DATE OF JUDGMENT: 09/01/1997
BENCH:
G.N. RAY, G.B. PATTANAIK
ACT:
HEADNOTE:
JUDGMENT:
O R D E R
This appeal is directed against the judgment dated 13th
March, 1986 passed by the Division Bench of the Andhra
Pradesh High Court in Letters Patent Appeal No. 134 of 1980.
The said Letters Patent Appeal arose out of the judgment
dated 23rd April, 1979 in A.S. No. 29 of 1977.
The appellants before this Court are the heirs of the
defendant No.4 in O.S. No.10 of 1973 filed in the Court of
the learned Single Judge Parvathi Puram by the respondent M.
Thandrothu Bodemma. The said suit was filed by the aforesaid
plaintiff for partition and separate possession of her half
share in the A and F Schedule of the plaintiff property
alongwith past and future profits. Such suit was dismissed
by the learned Subordinate Judge out the appeal preferred
before the High Court being appeal No. 514 of 1968 was
allowed by the High Court and the plaintiff thereafter
preferred appeal No. 29 of 1977 before the Andhra Pradesh
High Court. Such appeal was also dismissed by the High Court
inter alia holding that parties to the family settlement
were estoped from challenging the validity of such deed when
being partitioned, they had derived benefits by the said
family settlement. The plaintiff thereafter preferred an
appeal before the Division Bench under Clause 15 of the
Letters Patent. Such appeal has been allowed by the impugned
judgment and the Division Bench has held that all the four
deed of gifts which were executed by Gowramma were declared
void and it was not open for the donees under the said deeds
to claim any title. The suit was therefore decree by the
Division Bench.

**Brief**. Please decide whether each statement agrees with the court order, answering yes or no and quoting the words of the order that settle it. 1. The appellants are the heirs of defendant No.4. 2. The plaintiff sought partition of a third share in the property. 3. The plaintiff's appeal to the Division Bench was made under Clause 15 of the Letters Patent.

[Location identification entries]

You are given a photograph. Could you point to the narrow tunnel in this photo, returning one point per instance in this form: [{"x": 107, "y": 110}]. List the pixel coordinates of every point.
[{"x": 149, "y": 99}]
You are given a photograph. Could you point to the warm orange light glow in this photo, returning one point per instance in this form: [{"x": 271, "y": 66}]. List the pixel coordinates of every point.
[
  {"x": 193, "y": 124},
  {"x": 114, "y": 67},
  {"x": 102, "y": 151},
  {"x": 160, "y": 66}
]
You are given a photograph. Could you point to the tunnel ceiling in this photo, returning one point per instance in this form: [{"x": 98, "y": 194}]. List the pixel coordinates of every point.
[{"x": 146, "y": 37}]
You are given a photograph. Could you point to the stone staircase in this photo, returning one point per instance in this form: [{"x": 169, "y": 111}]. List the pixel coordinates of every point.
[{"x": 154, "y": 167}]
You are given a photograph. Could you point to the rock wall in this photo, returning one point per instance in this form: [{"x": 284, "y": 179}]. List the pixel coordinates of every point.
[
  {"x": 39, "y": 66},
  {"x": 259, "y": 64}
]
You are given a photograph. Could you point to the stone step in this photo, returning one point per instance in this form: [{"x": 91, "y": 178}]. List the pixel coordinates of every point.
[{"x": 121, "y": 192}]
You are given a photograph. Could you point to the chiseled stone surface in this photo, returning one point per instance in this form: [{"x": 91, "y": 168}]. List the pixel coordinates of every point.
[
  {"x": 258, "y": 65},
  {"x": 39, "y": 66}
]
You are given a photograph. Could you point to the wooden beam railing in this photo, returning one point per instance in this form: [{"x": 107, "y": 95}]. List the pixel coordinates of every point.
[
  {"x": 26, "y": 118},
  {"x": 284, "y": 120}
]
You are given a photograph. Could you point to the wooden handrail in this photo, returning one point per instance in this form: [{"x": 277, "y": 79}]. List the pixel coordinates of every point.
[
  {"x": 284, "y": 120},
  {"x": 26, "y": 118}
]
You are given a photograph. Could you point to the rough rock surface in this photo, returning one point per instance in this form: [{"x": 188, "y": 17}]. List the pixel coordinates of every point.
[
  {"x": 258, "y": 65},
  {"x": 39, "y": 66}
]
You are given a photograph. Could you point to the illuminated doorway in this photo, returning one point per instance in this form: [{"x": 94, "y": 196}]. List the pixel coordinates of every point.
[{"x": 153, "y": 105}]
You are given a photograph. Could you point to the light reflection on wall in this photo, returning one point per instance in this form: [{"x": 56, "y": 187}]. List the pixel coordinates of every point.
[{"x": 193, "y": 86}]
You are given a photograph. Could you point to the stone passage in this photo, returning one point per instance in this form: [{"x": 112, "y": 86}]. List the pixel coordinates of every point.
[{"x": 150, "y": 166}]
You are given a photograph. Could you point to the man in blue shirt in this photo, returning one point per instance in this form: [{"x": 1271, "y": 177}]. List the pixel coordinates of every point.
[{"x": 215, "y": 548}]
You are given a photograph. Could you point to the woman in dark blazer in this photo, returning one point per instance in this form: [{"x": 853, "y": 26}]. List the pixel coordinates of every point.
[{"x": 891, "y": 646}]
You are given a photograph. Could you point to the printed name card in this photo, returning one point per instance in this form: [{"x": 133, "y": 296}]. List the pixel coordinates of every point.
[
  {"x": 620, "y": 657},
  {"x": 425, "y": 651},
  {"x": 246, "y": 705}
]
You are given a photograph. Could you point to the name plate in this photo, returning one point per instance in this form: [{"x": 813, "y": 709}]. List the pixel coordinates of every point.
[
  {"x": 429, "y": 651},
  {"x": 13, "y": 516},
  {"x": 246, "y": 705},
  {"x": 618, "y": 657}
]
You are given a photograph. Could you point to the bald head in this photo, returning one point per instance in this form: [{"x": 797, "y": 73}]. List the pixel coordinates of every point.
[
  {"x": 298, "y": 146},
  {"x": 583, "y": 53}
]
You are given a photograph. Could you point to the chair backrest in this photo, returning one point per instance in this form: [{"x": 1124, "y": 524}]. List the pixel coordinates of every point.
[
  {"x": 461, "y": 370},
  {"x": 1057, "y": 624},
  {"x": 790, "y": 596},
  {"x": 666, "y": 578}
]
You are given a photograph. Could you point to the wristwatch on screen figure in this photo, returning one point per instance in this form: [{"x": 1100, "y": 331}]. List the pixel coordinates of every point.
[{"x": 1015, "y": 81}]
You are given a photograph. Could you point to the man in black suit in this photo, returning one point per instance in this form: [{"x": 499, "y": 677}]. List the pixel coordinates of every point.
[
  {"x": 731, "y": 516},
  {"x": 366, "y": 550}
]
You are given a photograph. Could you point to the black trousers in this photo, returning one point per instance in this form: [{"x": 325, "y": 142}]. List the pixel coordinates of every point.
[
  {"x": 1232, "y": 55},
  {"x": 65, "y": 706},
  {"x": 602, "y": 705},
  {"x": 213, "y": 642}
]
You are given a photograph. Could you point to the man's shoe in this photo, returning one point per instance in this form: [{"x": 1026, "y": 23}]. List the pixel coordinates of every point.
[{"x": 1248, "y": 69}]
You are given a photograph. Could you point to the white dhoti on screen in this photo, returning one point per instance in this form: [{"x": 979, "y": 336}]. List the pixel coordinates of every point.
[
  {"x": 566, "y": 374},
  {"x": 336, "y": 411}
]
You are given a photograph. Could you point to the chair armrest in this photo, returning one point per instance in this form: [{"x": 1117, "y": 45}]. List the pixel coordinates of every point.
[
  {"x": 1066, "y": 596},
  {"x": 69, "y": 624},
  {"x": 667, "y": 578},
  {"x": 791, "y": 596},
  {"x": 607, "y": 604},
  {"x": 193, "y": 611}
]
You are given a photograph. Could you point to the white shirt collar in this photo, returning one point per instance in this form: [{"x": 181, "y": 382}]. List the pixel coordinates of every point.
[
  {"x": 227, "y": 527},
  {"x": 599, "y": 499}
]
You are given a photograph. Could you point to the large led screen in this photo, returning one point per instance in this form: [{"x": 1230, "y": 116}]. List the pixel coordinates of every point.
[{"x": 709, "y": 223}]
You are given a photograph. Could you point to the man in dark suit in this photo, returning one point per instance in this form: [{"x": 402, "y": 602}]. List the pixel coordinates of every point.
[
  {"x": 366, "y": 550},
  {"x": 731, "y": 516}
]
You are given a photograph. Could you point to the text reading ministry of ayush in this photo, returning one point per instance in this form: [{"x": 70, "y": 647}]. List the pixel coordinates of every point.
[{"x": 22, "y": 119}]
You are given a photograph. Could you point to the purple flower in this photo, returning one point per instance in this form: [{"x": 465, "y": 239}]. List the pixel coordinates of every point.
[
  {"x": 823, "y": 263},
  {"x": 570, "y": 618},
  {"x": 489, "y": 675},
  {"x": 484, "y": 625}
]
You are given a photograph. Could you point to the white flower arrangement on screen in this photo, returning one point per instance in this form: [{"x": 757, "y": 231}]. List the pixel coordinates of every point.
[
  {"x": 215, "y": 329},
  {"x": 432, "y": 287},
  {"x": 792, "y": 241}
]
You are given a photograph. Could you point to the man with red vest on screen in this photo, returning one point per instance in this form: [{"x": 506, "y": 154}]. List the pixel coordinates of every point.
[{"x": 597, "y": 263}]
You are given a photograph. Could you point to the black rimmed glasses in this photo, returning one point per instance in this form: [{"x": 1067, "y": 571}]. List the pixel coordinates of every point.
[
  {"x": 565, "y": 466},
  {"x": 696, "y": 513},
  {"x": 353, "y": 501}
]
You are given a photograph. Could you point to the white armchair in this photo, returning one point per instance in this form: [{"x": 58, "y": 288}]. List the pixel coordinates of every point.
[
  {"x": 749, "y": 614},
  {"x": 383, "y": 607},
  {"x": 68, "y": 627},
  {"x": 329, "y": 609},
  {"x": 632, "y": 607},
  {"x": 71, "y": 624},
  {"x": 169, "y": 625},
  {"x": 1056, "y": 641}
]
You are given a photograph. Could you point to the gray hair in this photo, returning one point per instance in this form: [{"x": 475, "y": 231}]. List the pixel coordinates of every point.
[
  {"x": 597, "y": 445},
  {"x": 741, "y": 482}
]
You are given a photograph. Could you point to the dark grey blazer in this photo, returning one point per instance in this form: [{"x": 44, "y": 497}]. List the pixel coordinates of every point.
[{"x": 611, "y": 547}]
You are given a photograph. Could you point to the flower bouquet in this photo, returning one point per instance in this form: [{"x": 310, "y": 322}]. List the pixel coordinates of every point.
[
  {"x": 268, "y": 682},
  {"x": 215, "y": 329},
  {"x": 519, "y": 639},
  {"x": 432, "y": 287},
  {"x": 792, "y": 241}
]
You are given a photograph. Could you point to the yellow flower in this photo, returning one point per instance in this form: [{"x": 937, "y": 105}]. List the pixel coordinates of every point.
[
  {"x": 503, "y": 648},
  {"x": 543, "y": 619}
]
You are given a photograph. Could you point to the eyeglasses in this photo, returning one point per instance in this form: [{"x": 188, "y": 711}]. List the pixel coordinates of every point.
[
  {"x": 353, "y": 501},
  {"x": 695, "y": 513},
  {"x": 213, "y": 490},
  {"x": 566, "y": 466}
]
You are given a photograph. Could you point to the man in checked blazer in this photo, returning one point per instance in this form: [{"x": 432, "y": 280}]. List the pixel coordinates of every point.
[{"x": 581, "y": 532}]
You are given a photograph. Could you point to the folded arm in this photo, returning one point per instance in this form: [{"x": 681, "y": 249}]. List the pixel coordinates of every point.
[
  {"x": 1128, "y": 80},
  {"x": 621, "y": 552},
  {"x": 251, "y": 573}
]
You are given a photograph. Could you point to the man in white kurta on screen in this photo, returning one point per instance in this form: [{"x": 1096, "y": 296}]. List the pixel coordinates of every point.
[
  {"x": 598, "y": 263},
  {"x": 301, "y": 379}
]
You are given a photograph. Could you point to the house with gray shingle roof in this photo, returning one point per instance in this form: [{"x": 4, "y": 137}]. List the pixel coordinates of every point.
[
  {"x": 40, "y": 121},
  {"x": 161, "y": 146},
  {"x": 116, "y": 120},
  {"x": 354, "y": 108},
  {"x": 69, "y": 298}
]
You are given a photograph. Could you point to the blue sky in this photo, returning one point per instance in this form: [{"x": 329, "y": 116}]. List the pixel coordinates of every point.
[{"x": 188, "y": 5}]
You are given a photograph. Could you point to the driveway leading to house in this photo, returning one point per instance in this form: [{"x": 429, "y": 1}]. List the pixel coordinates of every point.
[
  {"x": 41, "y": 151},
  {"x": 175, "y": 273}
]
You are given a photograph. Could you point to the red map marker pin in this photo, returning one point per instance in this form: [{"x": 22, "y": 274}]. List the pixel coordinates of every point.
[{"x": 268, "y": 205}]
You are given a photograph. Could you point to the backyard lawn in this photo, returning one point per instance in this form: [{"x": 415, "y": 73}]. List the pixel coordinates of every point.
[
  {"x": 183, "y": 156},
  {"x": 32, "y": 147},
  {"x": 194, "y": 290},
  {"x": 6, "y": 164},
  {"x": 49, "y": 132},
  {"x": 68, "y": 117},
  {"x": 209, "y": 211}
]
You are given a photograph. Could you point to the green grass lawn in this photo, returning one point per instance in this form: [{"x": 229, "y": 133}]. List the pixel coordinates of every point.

**Result**.
1. Yes: "The appellants before this Court are the heirs of the defendant No.4"
2. No: "her half share in the A and F Schedule of the plaintiff property"
3. Yes: "preferred an appeal before the Division Bench under Clause 15 of the Letters Patent"